* BEGIN Extracted text *

Next, the deal required debt financing, and, once again, Goldman Sachs stepped up to the plate.  In fact, two affiliates of Goldman Sachs provided all the borrowing.  GS Credit did the senior lending, and GS Mezzanine V did the riskier bits of the subordinated debt.  The two Goldman entities charged a variety of different fees, including a facility fee, an annual administrative fee, and an unused commitment fee.  The components aren’t itemized, but the total came to $27.1 million plus another $2.3 million to finance an acquisition in 2012.  Lawyers, accountants, and printers earned another $2.4 million.  These fees are designed to pay the bank for analyzing, structuring, and administering the loans.

Finally, there’s $15 million in underwriting expenses that will be paid to Goldman and the other underwriters for the IPO.  These fees compensate the banks for underwriting the IPO, paying commissions to brokers, and cover a variety of other expenses.  When we add the three components, investors have incurred between $68 million and $75 million in fees to bankers, lawyers, and accountants.

* END Extracted text *
* BEGIN Material provided *

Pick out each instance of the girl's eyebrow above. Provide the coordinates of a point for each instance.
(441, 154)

* END Material provided *

**Aim**
Edit the text on Goldman Sachs deal fees from "Finally, there’s $15" to "lawyers, and accountants.", changing "brokers" to "dealers".

**Result**
Finally, there’s $15 million in underwriting expenses that will be paid to Goldman and the other underwriters for the IPO.  These fees compensate the banks for underwriting the IPO, paying commissions to dealers, and cover a variety of other expenses.  When we add the three components, investors have incurred between $68 million and $75 million in fees to bankers, lawyers, and accountants.